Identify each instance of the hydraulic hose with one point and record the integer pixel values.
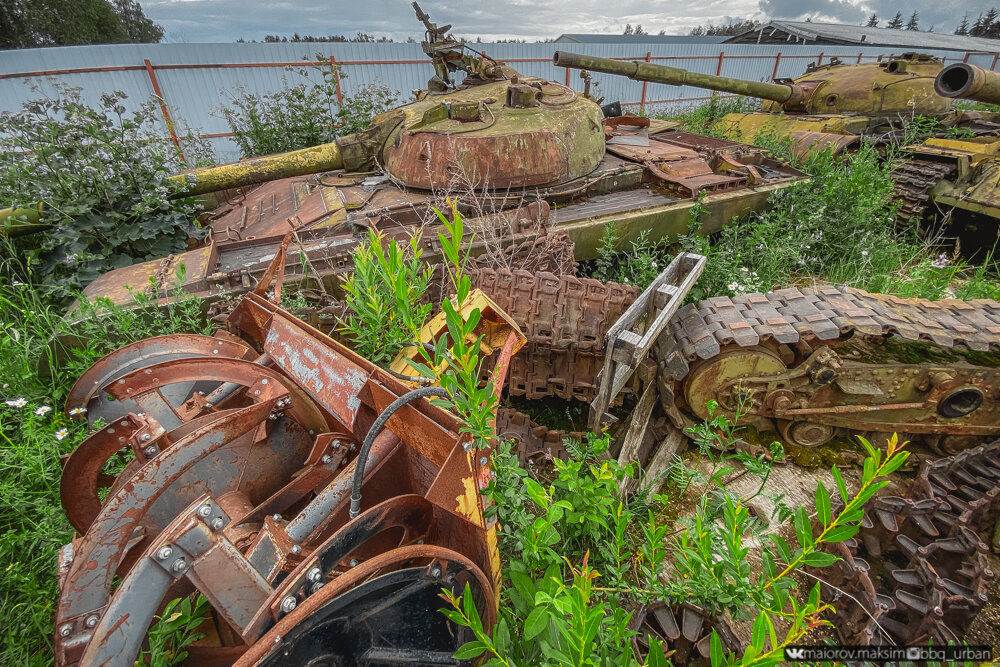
(362, 461)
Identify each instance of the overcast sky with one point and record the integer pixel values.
(228, 20)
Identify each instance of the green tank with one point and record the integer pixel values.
(517, 155)
(957, 175)
(830, 105)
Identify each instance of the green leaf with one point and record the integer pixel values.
(841, 487)
(715, 652)
(803, 529)
(470, 650)
(823, 504)
(840, 533)
(759, 633)
(783, 549)
(819, 559)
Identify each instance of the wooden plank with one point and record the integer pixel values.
(661, 321)
(661, 460)
(633, 437)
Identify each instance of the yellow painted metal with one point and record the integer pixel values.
(963, 80)
(904, 84)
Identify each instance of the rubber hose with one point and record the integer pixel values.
(362, 461)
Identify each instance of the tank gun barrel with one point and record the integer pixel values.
(788, 95)
(324, 157)
(968, 82)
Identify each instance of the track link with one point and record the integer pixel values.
(913, 180)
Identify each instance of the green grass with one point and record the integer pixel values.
(37, 369)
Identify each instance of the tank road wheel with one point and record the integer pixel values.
(86, 393)
(717, 378)
(83, 476)
(806, 434)
(383, 612)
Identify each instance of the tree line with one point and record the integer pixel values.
(25, 24)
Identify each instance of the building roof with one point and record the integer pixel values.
(806, 32)
(596, 38)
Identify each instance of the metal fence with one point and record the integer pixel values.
(195, 80)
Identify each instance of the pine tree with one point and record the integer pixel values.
(991, 23)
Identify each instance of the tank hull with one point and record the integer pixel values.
(651, 189)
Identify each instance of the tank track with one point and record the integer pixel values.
(918, 569)
(807, 319)
(913, 180)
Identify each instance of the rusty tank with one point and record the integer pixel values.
(830, 105)
(957, 174)
(515, 153)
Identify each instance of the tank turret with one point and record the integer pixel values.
(904, 84)
(965, 81)
(547, 133)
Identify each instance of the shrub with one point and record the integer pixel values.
(383, 294)
(36, 373)
(303, 115)
(101, 174)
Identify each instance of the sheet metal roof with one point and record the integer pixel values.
(792, 32)
(596, 38)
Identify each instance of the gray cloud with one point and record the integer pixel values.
(227, 20)
(942, 16)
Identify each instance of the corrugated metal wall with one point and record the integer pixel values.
(197, 79)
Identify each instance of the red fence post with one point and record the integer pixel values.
(163, 109)
(642, 102)
(336, 77)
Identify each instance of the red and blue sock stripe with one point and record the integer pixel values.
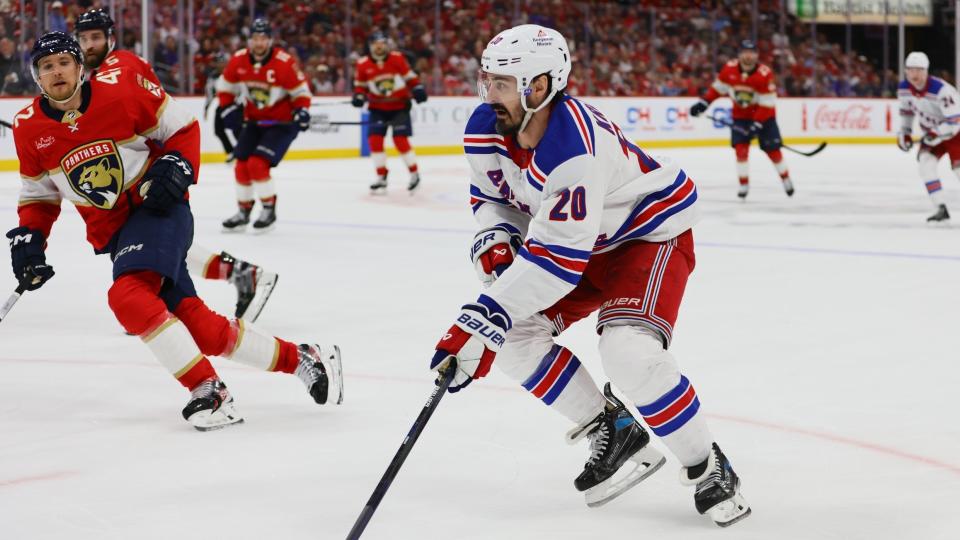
(672, 410)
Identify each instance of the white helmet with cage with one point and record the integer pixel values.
(525, 52)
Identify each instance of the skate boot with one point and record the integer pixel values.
(743, 190)
(380, 186)
(211, 406)
(266, 220)
(718, 489)
(254, 287)
(615, 438)
(788, 186)
(940, 215)
(320, 371)
(414, 182)
(237, 222)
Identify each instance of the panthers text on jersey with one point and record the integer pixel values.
(584, 189)
(386, 84)
(754, 93)
(936, 106)
(95, 156)
(272, 88)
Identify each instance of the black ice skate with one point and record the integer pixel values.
(743, 190)
(254, 287)
(788, 186)
(266, 220)
(211, 406)
(940, 215)
(320, 371)
(718, 489)
(414, 182)
(615, 438)
(380, 186)
(237, 222)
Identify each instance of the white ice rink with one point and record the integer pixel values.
(822, 333)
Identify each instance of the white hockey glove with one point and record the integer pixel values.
(474, 340)
(904, 141)
(493, 251)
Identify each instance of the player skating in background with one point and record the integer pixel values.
(750, 86)
(937, 104)
(94, 32)
(94, 144)
(276, 110)
(384, 81)
(574, 218)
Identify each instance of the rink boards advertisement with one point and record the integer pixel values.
(652, 122)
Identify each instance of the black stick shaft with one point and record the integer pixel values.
(401, 455)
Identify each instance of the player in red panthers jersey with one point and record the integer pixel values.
(750, 85)
(87, 143)
(94, 32)
(386, 83)
(277, 109)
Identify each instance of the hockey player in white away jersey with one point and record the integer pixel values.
(937, 104)
(575, 218)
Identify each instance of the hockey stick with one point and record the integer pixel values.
(421, 422)
(743, 131)
(8, 305)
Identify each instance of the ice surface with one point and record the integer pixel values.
(820, 331)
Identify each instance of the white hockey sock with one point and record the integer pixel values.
(255, 349)
(244, 193)
(410, 158)
(379, 159)
(173, 346)
(199, 259)
(561, 382)
(266, 189)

-*-*-

* THE TASK *
Can you rescale the data from the line with "Identify each instance of the white hockey sock" up to and including the final line of the data, giving only those lines again, requests included, with every coordinate in the answers multiplied by 0.95 and rounded to a whole number, halves rounded up?

* ANSWER TO THE TASK *
Identify each instance of the white hockey sock with one point and record the integer pixel values.
(242, 332)
(232, 183)
(390, 150)
(360, 151)
(164, 329)
(189, 246)
(533, 363)
(253, 180)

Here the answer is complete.